— SELECTED PASSAGE —
With respect to synchronous actions: Consider that you have some workflow wherein you are constructing a list in Floppy’s RAM List, via one or more “RAM List” actions. And then, you want to do something like Create or Make a Change to some Thing once that list is assembled.
At present, this can be hard to achieve, because any “Create a New Thing” or “Make Changes to a Thing” action within that workflow will have no regard for the previous RAM List actions and simply execute before the new RAM List is actually constructed or modified. Sync Triggers give you an easy way ensure that the Create/Make Changes (or any other action) are only executed after your Floppy-related actions are complete.
(This is a general problem that I know vexes many Bubblers, but “help is on the way”.)
In conjunction with that next release, I’ll also be doing a video about this issue in general and how Floppy can be used to help solve it. And that video will also help explain more precisely what I mean when I talk about the extent to which Floppy actions are synchronous with each other and with other, non-Floppy actions.
ARE YOU FEELING EXPERIMENTAL? I just published two updates to Floppy. Version 1.8.29 is just a clone of version 1.827 (the latest “stable” version of Floppy). HOWEVER, the version just before that, 1.8.28 contains a DEBUG version of the Floppy Element, which adds the “Sync Trigger” features mentioned in my previous thread reply.

— SUPPLIED DATA —
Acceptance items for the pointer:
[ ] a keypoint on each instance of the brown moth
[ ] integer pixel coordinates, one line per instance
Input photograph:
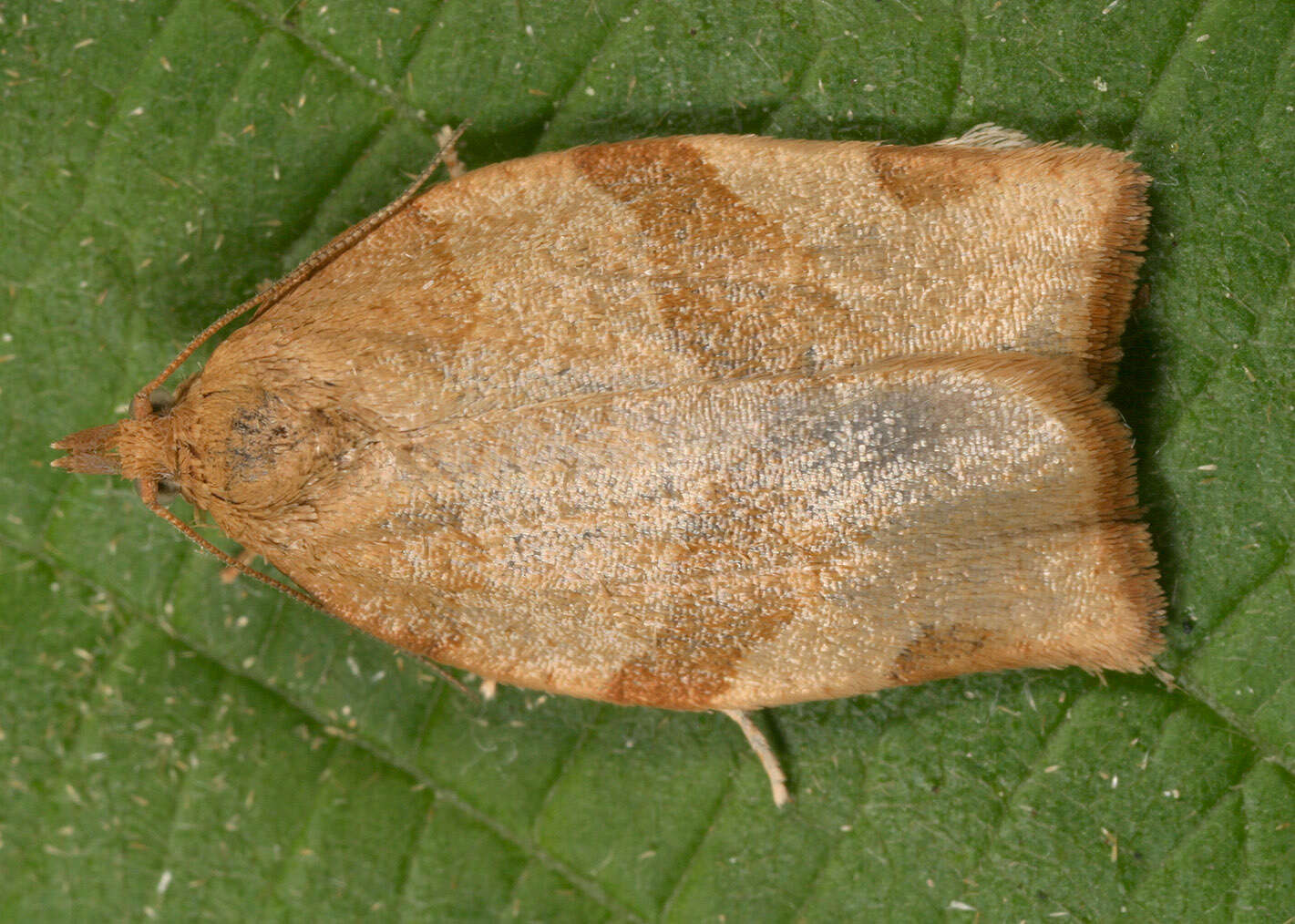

— REQUIRED ACTIONS —
**A)** In the post about Floppy's Sync Triggers, which version of Floppy contains the debug version of the Floppy Element?
**B)** Continue the post about Floppy's Sync Triggers, starting after its last sentence.

— WRITTEN ANSWERS —
**A)** Version 1.8.28

**B)**
That 1.8.28 version isn’t well tested yet, and I consider it a beta for a future release. It has the new “Sync Trigger” action as well as a “Sync Trigger” option in most Floppy actions. If this type of thing is of interest to you, feel free to give it a whirl and report any bugs, crashes, or anomalies that you find here in the thread. (If you’re trying to use Floppy in a production app, you shouldn’t push any updates using 1.8.28 to Live.)
If you’re a smart cookie and experimental/smart/adventurous Bubbler, you probably have multiple Bubble projects, including one or two “test” type apps. Floppy subscribers/owners who want to play around with this and future experimental features are invited to private message me with the name of their additional test apps that they’d like me to enable for Floppy.
(Although, if you’re feeling generous, you can always just sub/buy a copy inside your test app and I will tip my to you.)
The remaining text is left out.